**Extract provided**:
start

EDIT: Milan-X has 96MB L3 cache per CCX. 4kB-pages would require 24,000 (24-thousand) TLB-entries. IIRC, Milan only has 2000-TLB-entries. Hurraaahhhhhh....

------

CPUs are devilishly complicated. It makes optimization "fun". Apparently, running "memcpy" requires Ph.D levels of study before you can "memcpy" at full speeds these days.


In the same kind of funny subject, GPUs nowadays have full MMUs, with TLBs and all present too…


Hugepages FTW


> Somehow, similarly bad numbers were achieved with 56 cores working with disjoint parts of 512 GB array

Oh, that's not NUMA at all, now that I'm more carefully reading your post. NUMA would involve a "copy" step, ensuring that those elements are in NUMA-local memory before reading.

Much like how in GPU-programming, you have to worry about the physicality of memory, NUMA-aware programming you have to memcpy data to the right location before it achieves high speeds. Each of the 56-cores needs its ~10GBs in "NUMA-local" memory _BEFORE_ you start the benchmark.

Yeah, I realize this isn't practical. But... who ever said that NUMA use cases are practical? Lol. A lot of cases, it makes more sense to just take advantage of infinity fabric for simplicity (although its slower, its definitely more convenient).


On the contrary. Having multiple independent services running on a single physical machine will likely give you full performance. The easiest way is probably just splitting the physical machine into the number of VMs/pods equal or larger than CCX count.


AFAIK each CCD gets 50 GB/s over Infinity Fabric which adds up to 200 GB/s which is effectively the same as memory bandwidth. IF should only be a bottleneck if you want to get high bandwidth from few CCDs.


I upvoted this knowing the explanation but not feeling myself confident enough to actually write it down in the hope that someone more authoritative will. Thank you!


No, these are Zen2. Both Zen2 and Zen3 single-socket systems are not NUMA systems in the traditional view (i.e., w.r.t. DRAM).

The L3 is CCX-local, but with Zen2 they re-introduced a separate northbridge die for each socket, integrated with the CCDs as a separate chiplet.

Dual-socket systems remain NUMA, and for workloads that feel L3$ more than DRAM, treating CCX-as-NUMA still helps (but that's a scheduler thing, where kernel-level threads/processes (Linux barely distinguishes) that do fine-grained shared memory with _collective_ temporal locality should be accessed from within a single CCX).


But isn’t Zen2 a MCM? It’s not a single uniform processor and there is another level of abstraction on top of a socket


MCM but only one I/O die, but has multiple "quadrants" in single I/O die that makes multiple NUMA domain depending on configuration. See https://developer.amd.com/wp-content/resources/56827-1-0.pdf


This is not correct. Despite only having a single IO die, the Zen2/Zen3 IOD is actually divided into four quadrants, and each chipset (or pair of chipsets) has preferential access to that quadrant, and has to cross an interconnect to get to the other quadrants (and their memory). This is still a non-uniform topology.

end

Items for identifying locations:
start

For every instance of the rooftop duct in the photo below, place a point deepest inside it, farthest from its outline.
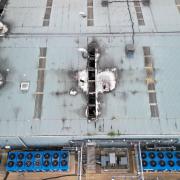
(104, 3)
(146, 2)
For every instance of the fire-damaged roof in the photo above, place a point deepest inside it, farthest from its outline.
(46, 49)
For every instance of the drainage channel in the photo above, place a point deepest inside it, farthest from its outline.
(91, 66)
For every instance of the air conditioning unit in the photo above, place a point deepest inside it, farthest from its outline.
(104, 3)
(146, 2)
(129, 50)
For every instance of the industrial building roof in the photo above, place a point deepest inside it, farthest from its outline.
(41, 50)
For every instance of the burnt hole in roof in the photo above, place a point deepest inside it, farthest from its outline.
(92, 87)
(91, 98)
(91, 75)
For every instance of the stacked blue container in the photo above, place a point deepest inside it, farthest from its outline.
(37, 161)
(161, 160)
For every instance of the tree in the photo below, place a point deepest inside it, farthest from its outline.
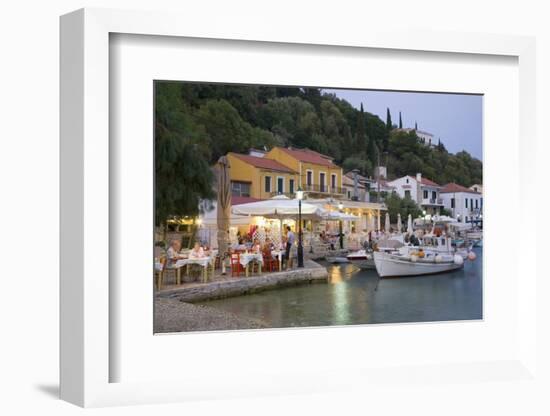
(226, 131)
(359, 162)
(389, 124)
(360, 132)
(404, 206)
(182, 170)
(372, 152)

end
start

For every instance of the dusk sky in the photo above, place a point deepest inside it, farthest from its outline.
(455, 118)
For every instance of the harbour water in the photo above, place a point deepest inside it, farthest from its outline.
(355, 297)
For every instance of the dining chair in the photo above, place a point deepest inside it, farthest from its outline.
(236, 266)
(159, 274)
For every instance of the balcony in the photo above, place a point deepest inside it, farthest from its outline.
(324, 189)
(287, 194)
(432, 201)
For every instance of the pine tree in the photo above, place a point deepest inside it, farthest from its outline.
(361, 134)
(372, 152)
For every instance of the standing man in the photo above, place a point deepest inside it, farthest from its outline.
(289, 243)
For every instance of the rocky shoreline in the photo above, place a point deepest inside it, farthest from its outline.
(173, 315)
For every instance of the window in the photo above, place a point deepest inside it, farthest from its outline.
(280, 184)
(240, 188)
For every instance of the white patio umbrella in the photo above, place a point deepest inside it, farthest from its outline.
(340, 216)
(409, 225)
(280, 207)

end
start

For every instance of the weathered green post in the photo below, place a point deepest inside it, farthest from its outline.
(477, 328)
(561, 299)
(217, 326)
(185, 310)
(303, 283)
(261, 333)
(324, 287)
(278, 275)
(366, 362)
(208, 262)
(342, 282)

end

**Problems to solve**:
**1)** According to the forum thread on CPU caches and NUMA, into how many quadrants is the Zen2/Zen3 IO die divided?
**2)** Write the next part of the forum thread on CPU caches and NUMA, beginning right after its final post.
The records have no connection to the forum thread about CPU caches and NUMA.

**Expected outputs**:
**1)** Four quadrants.

**2)**
This is explicitly called out in the BIOS of these systems: the terminology is "NPS4 mode" (Nodes Per Socket) and is documented in AMD's reference materials. The system can also be run in what's called "NPS1 mode", where all memory channels are interleaved, but since this obviously requires waiting for all four quadrants to finish their memory access, this increases latency somewhat.

https://developer.amd.com/wp-content/resources/56338_1.00_pu...

Anandtech did some really good coverage of this in their 3rd Gen Epyc (Milan) deep-dive, including latency measurements. Zen2 is largely similar architecturally in this area. You can see from comparing the NPS1 and NPS4 charts that Zen2 has around 12.8% higher memory latency in NPS1 mode and this is reduced to 6.4% in Zen3.

https://www.anandtech.com/show/16529/amd-epyc-milan-review/4

If you ignore the physical placement of functionality and simply look at a birds-eye view of the data paths, it's not that different from Zen1. Zen1 had four "chiplets" that each have their own memory controller (and associated uncore). In Zen2, the uncore has simply been pulled from the chiplets onto the standalone IOD, but it is still implemented as four quadrants - just as Naples was four monolithic dies interconnected and packaged together.

As mentioned, since effectively the entire uncore is divided into quadrants, this has a few other quirks. The one that most frequently comes up is populating memory channels - you really really want to populate all memory channels on Epyc, even when running in NPS1 mode. If you're not going to populate sets of 8, you really really want to make sure it's one of the "balanced" configurations, as otherwise some quadrants don't have access to memory at all, and the performance hit can be substantial. For example, Lenovo's documentation shows that populating only 6 out of 8 channels can result in a 29% performance hit (relative to the theoretical potential of a 6-DIMM configuration) even in the "correct" configuration (two quadrants each lose one channel), and an improper configuration (one quadrant with no attached memory) will have a 60% performance hit. Populating 7 channels will result in a 65% performance hit from the theoretical maximum - you are losing 2/3rds of your performance largely due to the NUMA topology!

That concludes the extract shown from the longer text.